**Aufgabenstellung**
Wann findet laut dem Text über literarische Denkformen die Arbeitstagung statt?

**Vorgegebener Text**
----------------------------------------
Zum Potential literarischer Texte
3. Juni 2014; Cordula Wollny-Tamborini (cordula.wollny-tamborini@ilw.uni-stuttgart.de)
Literarische Denkformen
Arbeitstagung vom 27. bis zum 28. Juni 2014
Stuttgart Research Center for Text Studies
Wittgensteins provokanter und vielzitierter Satz „Philosophie dürfte man eigentlich nur
dichten“ erweist sich als umso abgründiger, je länger man sich ihm zuwendet, denn er wirft eine
Kaskade von Fragen auf: Wie steht es um die Trennung der Gattungen? Wie um deren Aufhebung?
Impliziert und manifestiert die Aufhebung der Trennung nicht diese Trennung selbst? Ist nicht eine
jede Philosophie als sprachlicher Ausdruck auf ,dichterischeˈ Mittel angewiesen? Und vice versa:
Schlägt nicht jede Dichtung um in Philosophie, wenn man sich in sie denkend versenkt?
Die Fülle an Auseinandersetzungen mit dem weiten Feld von Philosophie und Literatur bezeugt
deren innige Verbindung häufig auf unbefriedigende Weise: So dringen auf der einen Seite nicht
selten Philosopheme in literaturwissenschaftliche Abhandlungen ein, mit denen philosophische Tiefe
suggeriert wird, während auf der anderen Seite manche ,philosophischeˈ Abhandlung ihre Thesen mit
literarischen Bezügen und Zitaten garniert, die sich als Dekor erweisen. Selbst wenn sich zuweilen
der Gedanke einer Zwangsheirat aufdrängt, erwecken einige Autoren dennoch den Eindruck, dass
zwischen Philosophie und Literatur eine Wahlverwandtschaft besteht.
----------------------------------------
**Gesammelte Dateneinträge**

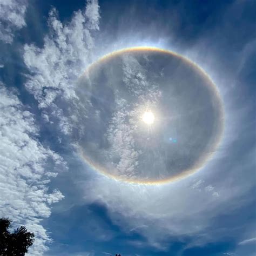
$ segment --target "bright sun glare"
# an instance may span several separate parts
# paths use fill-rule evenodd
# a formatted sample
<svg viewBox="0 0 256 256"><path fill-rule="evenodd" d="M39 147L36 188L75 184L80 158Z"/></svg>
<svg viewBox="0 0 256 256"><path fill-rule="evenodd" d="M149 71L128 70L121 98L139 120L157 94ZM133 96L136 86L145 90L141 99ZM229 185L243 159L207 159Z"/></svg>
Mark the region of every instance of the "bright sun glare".
<svg viewBox="0 0 256 256"><path fill-rule="evenodd" d="M143 114L142 120L147 124L152 124L154 120L154 114L151 111L146 111Z"/></svg>

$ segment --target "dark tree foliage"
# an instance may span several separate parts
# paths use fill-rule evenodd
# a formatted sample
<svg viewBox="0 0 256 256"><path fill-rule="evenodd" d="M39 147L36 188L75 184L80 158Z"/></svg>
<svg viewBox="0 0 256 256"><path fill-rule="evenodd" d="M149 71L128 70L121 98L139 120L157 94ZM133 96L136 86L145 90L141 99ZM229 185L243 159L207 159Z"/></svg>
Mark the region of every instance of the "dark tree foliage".
<svg viewBox="0 0 256 256"><path fill-rule="evenodd" d="M34 234L22 226L13 233L9 231L11 221L0 218L0 256L23 256L34 241Z"/></svg>

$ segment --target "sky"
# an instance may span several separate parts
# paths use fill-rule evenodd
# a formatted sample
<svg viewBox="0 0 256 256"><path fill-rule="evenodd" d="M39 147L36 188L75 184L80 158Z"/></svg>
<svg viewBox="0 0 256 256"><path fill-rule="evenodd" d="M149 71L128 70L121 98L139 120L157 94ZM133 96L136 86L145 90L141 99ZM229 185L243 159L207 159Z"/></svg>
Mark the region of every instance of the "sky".
<svg viewBox="0 0 256 256"><path fill-rule="evenodd" d="M256 255L255 11L0 0L0 217L28 255Z"/></svg>

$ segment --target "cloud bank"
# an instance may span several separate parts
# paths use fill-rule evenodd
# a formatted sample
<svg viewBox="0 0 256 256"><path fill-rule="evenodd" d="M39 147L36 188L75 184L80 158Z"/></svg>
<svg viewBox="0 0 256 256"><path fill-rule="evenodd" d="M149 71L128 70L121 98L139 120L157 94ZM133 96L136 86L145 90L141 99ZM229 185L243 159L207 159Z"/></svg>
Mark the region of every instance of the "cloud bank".
<svg viewBox="0 0 256 256"><path fill-rule="evenodd" d="M48 184L65 168L65 162L40 143L33 115L2 83L0 127L0 215L35 232L30 252L42 255L50 239L41 220L63 198L58 190L49 191Z"/></svg>
<svg viewBox="0 0 256 256"><path fill-rule="evenodd" d="M0 40L10 44L15 32L26 26L26 0L0 1Z"/></svg>

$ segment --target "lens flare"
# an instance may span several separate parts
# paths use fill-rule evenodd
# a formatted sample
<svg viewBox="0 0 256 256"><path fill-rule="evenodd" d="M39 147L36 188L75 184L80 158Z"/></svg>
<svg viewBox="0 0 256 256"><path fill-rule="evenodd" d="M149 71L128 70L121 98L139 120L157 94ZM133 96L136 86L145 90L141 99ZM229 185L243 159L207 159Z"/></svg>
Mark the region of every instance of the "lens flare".
<svg viewBox="0 0 256 256"><path fill-rule="evenodd" d="M91 72L92 70L94 70L95 68L97 68L97 65L98 65L99 64L104 64L105 62L107 62L108 60L112 58L120 56L124 53L142 52L145 53L149 52L151 52L153 53L162 53L165 54L167 56L170 56L175 57L180 62L183 62L189 66L192 70L193 70L205 80L206 86L208 87L208 90L211 90L213 95L214 95L215 97L215 99L217 100L215 103L216 107L218 107L218 111L220 113L219 123L218 124L218 126L215 126L215 128L218 129L218 133L216 134L214 140L213 141L211 144L211 150L207 152L207 153L205 155L202 156L202 157L200 157L197 161L196 161L193 165L190 166L190 168L184 169L180 173L176 173L171 177L169 177L163 179L146 179L144 180L137 179L127 179L127 177L124 177L122 176L119 176L110 173L106 167L102 166L99 163L92 160L85 153L83 149L80 146L79 147L80 154L86 164L88 164L92 170L99 172L102 174L107 177L111 178L116 180L127 182L131 184L146 185L159 185L176 181L186 178L201 170L202 167L203 167L205 164L207 164L208 161L212 157L214 153L216 152L216 150L223 138L223 131L224 129L225 115L223 103L217 87L211 80L208 75L197 64L194 63L191 60L176 52L157 48L144 46L134 47L122 49L111 52L102 57L90 65L85 70L82 76L81 76L81 79L83 76L88 76L88 74L89 74L90 72ZM154 122L156 121L155 117L155 115L153 112L152 112L151 111L147 110L144 112L142 112L140 116L140 120L142 122L143 122L147 125L151 125L151 124L153 124ZM170 142L172 142L174 144L178 143L178 139L177 138L168 138L168 139Z"/></svg>

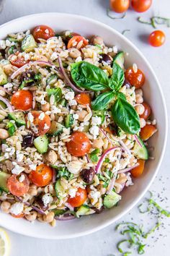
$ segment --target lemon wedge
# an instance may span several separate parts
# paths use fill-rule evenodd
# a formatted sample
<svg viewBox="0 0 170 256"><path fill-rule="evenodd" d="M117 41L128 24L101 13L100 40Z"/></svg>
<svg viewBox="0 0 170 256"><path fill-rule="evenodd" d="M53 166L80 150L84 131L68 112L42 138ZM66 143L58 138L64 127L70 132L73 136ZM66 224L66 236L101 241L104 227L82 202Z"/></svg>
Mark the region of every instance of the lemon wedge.
<svg viewBox="0 0 170 256"><path fill-rule="evenodd" d="M6 231L0 228L0 255L9 256L10 251L10 240Z"/></svg>

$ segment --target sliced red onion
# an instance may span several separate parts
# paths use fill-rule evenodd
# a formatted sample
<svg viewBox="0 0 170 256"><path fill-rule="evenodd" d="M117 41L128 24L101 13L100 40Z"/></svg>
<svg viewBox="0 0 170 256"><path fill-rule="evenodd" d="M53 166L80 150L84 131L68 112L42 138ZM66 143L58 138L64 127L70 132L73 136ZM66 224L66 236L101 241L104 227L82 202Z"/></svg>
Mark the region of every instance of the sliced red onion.
<svg viewBox="0 0 170 256"><path fill-rule="evenodd" d="M9 112L13 112L12 106L6 98L4 98L4 97L0 95L0 101L3 101L6 105Z"/></svg>
<svg viewBox="0 0 170 256"><path fill-rule="evenodd" d="M67 85L70 86L73 90L75 90L77 93L90 93L91 91L80 90L71 82L67 74L66 73L66 72L64 70L61 57L58 56L58 64L59 64L59 67L60 67L60 71L61 72L62 74L63 75L65 80L66 80L66 83L67 84Z"/></svg>
<svg viewBox="0 0 170 256"><path fill-rule="evenodd" d="M95 168L95 172L96 173L98 173L100 169L101 169L101 167L102 166L102 163L103 163L103 161L104 161L104 158L106 158L106 156L111 152L111 151L113 151L113 150L115 150L117 149L121 149L119 147L114 147L114 148L111 148L109 149L108 149L107 150L106 150L103 154L101 156L99 161L98 161L97 166L96 166L96 168Z"/></svg>

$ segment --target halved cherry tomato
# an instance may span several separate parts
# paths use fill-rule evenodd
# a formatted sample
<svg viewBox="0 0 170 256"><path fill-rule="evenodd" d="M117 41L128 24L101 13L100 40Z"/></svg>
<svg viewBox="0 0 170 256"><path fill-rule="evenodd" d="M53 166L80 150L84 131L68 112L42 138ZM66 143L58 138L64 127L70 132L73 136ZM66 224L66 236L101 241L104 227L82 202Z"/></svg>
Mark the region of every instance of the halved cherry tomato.
<svg viewBox="0 0 170 256"><path fill-rule="evenodd" d="M45 25L40 25L33 29L32 35L37 42L40 42L39 39L48 40L55 36L54 30Z"/></svg>
<svg viewBox="0 0 170 256"><path fill-rule="evenodd" d="M53 170L44 163L36 168L35 171L32 171L29 175L30 181L37 187L47 186L52 180Z"/></svg>
<svg viewBox="0 0 170 256"><path fill-rule="evenodd" d="M42 114L43 113L43 114ZM50 118L46 114L42 111L30 111L30 114L33 116L33 121L31 122L28 119L28 115L26 116L27 122L29 121L29 127L36 135L43 135L47 133L50 128ZM42 118L40 118L40 114L43 114Z"/></svg>
<svg viewBox="0 0 170 256"><path fill-rule="evenodd" d="M79 47L79 49L85 47L86 46L87 46L89 44L88 40L84 38L83 36L81 35L75 35L73 36L73 38L71 38L67 45L67 48L71 48L71 47L76 47L78 43L80 43L81 41L83 41L82 45L81 46L81 47Z"/></svg>
<svg viewBox="0 0 170 256"><path fill-rule="evenodd" d="M130 0L110 0L110 8L115 12L125 12L129 6Z"/></svg>
<svg viewBox="0 0 170 256"><path fill-rule="evenodd" d="M143 140L148 140L154 133L157 131L157 129L154 125L146 124L140 132L140 136Z"/></svg>
<svg viewBox="0 0 170 256"><path fill-rule="evenodd" d="M131 174L134 178L138 178L143 174L146 161L144 160L139 159L137 163L139 164L138 166L131 170Z"/></svg>
<svg viewBox="0 0 170 256"><path fill-rule="evenodd" d="M12 174L9 178L7 187L11 194L21 197L27 193L30 187L30 182L26 174L23 175L24 175L24 179L22 182L19 180L19 176L16 174Z"/></svg>
<svg viewBox="0 0 170 256"><path fill-rule="evenodd" d="M91 144L84 132L74 132L66 143L68 152L74 156L84 156L89 152Z"/></svg>
<svg viewBox="0 0 170 256"><path fill-rule="evenodd" d="M25 65L29 61L25 61L24 57L19 57L17 55L12 54L9 57L9 60L13 66L22 67Z"/></svg>
<svg viewBox="0 0 170 256"><path fill-rule="evenodd" d="M152 4L152 0L132 0L132 7L137 12L147 11Z"/></svg>
<svg viewBox="0 0 170 256"><path fill-rule="evenodd" d="M161 46L165 43L166 36L163 31L155 30L149 35L149 43L153 47Z"/></svg>
<svg viewBox="0 0 170 256"><path fill-rule="evenodd" d="M15 109L29 110L32 106L33 96L30 90L17 90L12 96L12 104Z"/></svg>
<svg viewBox="0 0 170 256"><path fill-rule="evenodd" d="M75 100L79 104L81 105L90 105L91 104L91 98L89 94L81 93L77 94L75 97Z"/></svg>
<svg viewBox="0 0 170 256"><path fill-rule="evenodd" d="M145 82L145 75L141 70L138 69L137 72L135 72L133 68L130 67L125 72L125 78L136 88L140 88Z"/></svg>
<svg viewBox="0 0 170 256"><path fill-rule="evenodd" d="M151 106L148 104L147 104L146 102L143 102L143 103L142 103L142 105L144 106L145 110L144 110L144 112L141 115L139 115L139 116L140 118L143 118L145 120L146 120L146 119L148 119L148 118L151 115Z"/></svg>
<svg viewBox="0 0 170 256"><path fill-rule="evenodd" d="M79 207L84 204L87 198L87 192L86 189L81 189L79 187L77 189L76 196L74 197L69 197L68 198L67 202L72 206L72 207Z"/></svg>

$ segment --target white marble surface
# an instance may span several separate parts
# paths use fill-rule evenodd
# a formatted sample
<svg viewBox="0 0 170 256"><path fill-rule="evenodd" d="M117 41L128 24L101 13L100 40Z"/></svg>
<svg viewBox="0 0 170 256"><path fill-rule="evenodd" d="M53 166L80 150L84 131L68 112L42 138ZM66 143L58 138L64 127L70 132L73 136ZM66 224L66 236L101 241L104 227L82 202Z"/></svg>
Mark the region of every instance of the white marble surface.
<svg viewBox="0 0 170 256"><path fill-rule="evenodd" d="M162 27L166 34L166 43L160 48L153 48L147 43L146 37L152 31L152 27L139 24L136 21L138 14L130 10L125 19L122 20L112 20L107 17L106 8L108 7L107 0L5 0L3 11L0 13L0 24L3 24L12 19L37 12L60 12L79 14L87 16L106 23L118 31L130 29L126 36L135 43L147 57L153 69L160 80L165 98L168 113L170 111L170 28ZM169 16L169 0L153 0L153 5L151 10L143 17L150 17L153 13L164 16ZM38 20L37 20L38 24ZM170 137L168 137L168 144L166 154L159 170L158 175L152 185L151 190L161 194L162 197L168 199L161 202L163 206L170 208L170 158L169 149ZM161 181L160 181L161 179ZM160 200L158 200L160 201ZM129 215L123 220L130 221L133 218L135 222L143 222L146 224L151 223L148 216L139 214L136 208L131 210ZM141 218L143 220L140 221ZM122 221L122 220L120 220ZM152 220L153 222L153 220ZM146 256L169 256L170 255L170 219L164 218L164 229L156 231L154 238L148 239ZM115 224L101 230L93 234L63 241L48 241L36 239L18 235L8 231L12 241L11 256L108 256L109 255L120 255L115 247L116 242L122 239L115 231ZM146 225L146 227L148 227ZM161 234L163 236L161 236ZM156 241L156 238L159 239ZM135 252L133 255L137 255Z"/></svg>

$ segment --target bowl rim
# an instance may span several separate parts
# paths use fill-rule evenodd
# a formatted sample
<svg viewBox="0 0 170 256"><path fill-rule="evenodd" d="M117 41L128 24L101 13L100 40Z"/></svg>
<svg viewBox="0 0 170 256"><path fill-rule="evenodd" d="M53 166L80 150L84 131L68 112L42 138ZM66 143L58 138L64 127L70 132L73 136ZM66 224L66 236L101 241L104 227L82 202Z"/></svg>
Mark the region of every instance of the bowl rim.
<svg viewBox="0 0 170 256"><path fill-rule="evenodd" d="M99 226L98 226L97 227L94 227L92 228L88 231L80 231L79 233L76 234L73 234L71 235L62 235L60 237L58 236L49 236L48 235L45 234L45 233L44 234L32 234L32 231L30 231L30 233L28 234L28 231L25 231L24 229L23 229L23 231L17 231L15 229L14 225L10 227L10 229L9 228L8 225L6 225L5 223L1 223L1 226L2 226L3 227L14 231L17 234L20 234L27 236L31 236L31 237L35 237L35 238L39 238L39 239L71 239L71 238L76 238L76 237L80 237L80 236L86 236L90 234L92 234L94 232L96 232L97 231L99 231L102 229L104 229L106 227L107 227L109 225L113 223L114 222L118 221L120 218L121 218L123 216L125 216L125 214L127 214L130 210L132 210L132 208L141 200L141 198L144 196L144 195L146 193L146 192L148 191L148 189L149 189L149 187L151 187L151 184L153 183L154 179L156 178L156 176L158 174L158 171L159 170L160 166L162 163L162 160L164 156L164 153L165 153L165 149L166 149L166 142L167 142L167 134L168 134L168 115L167 115L167 109L166 109L166 101L165 101L165 98L162 92L162 89L161 87L161 84L157 78L157 76L156 75L156 73L154 72L154 70L153 69L151 65L150 64L150 63L148 62L148 61L146 59L146 58L145 57L145 56L142 54L142 52L129 40L126 37L125 37L123 35L122 35L120 32L118 32L117 30L116 30L115 29L111 27L109 25L107 25L102 22L99 22L98 20L95 20L94 19L87 17L86 16L84 15L79 15L79 14L69 14L69 13L65 13L65 12L42 12L42 13L36 13L36 14L29 14L29 15L24 15L24 16L22 16L19 18L16 18L16 19L13 19L7 22L5 22L2 25L0 25L0 30L2 27L9 25L10 24L12 24L14 22L16 21L19 21L19 20L22 20L23 19L27 19L27 18L32 18L32 17L40 17L40 16L50 16L50 15L58 15L58 16L68 16L69 18L77 18L77 19L81 19L82 20L84 20L84 22L86 21L89 21L90 22L93 22L95 23L96 25L99 25L100 27L102 27L104 29L106 28L107 30L109 30L111 32L114 33L116 35L118 35L118 37L120 37L121 38L121 40L124 40L125 42L125 43L128 44L130 46L131 46L133 49L135 50L135 51L137 52L137 54L140 56L140 58L143 59L143 61L148 65L151 72L152 73L152 75L153 77L153 78L155 79L156 84L157 84L157 87L158 87L158 90L159 91L161 98L161 101L162 101L162 103L163 103L163 108L164 108L164 114L165 116L165 124L164 124L164 129L165 129L165 135L164 135L164 145L163 145L163 148L162 148L162 151L161 153L161 156L160 158L158 160L158 165L155 169L155 172L154 174L153 175L152 178L151 179L151 180L149 181L149 182L148 183L148 184L146 185L145 189L143 191L143 192L140 194L140 196L138 196L136 199L134 200L134 201L133 202L131 202L130 204L130 205L127 208L126 210L125 210L123 212L120 213L120 214L118 214L116 217L114 217L111 220L108 220L104 222L104 223L101 224ZM28 27L29 29L29 27Z"/></svg>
----------------------------------------
**Lösung**
Vom 27. bis zum 28. Juni 2014.